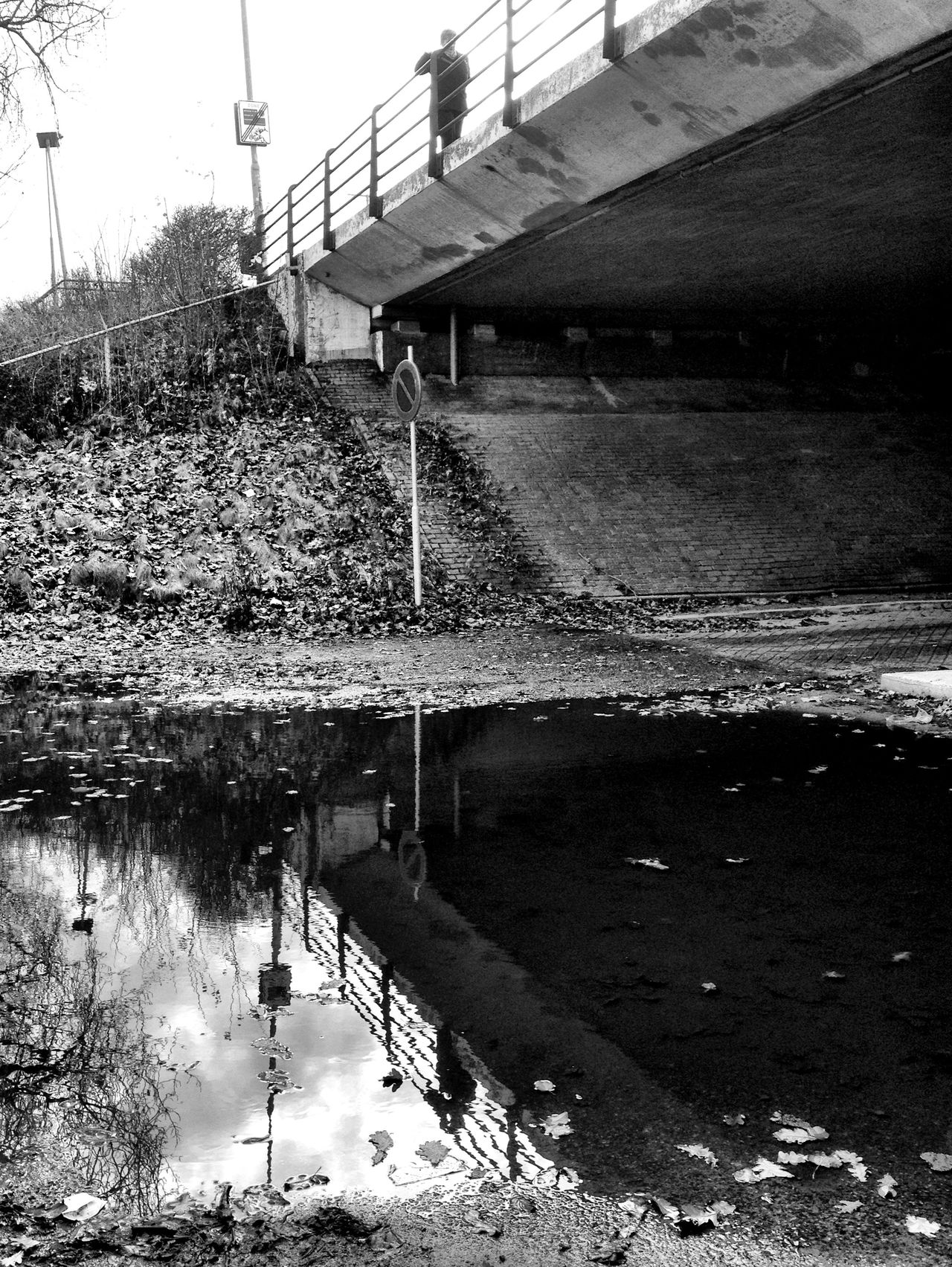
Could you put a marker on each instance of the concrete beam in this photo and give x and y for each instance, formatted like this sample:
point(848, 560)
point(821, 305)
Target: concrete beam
point(692, 77)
* * *
Retype each record exactly as it stands, but do not include the pictures.

Could you put a marker on each instance of the concrete beam in this photo and give x and y for each instance, formatted like this sample:
point(848, 560)
point(821, 305)
Target: concrete beam
point(692, 77)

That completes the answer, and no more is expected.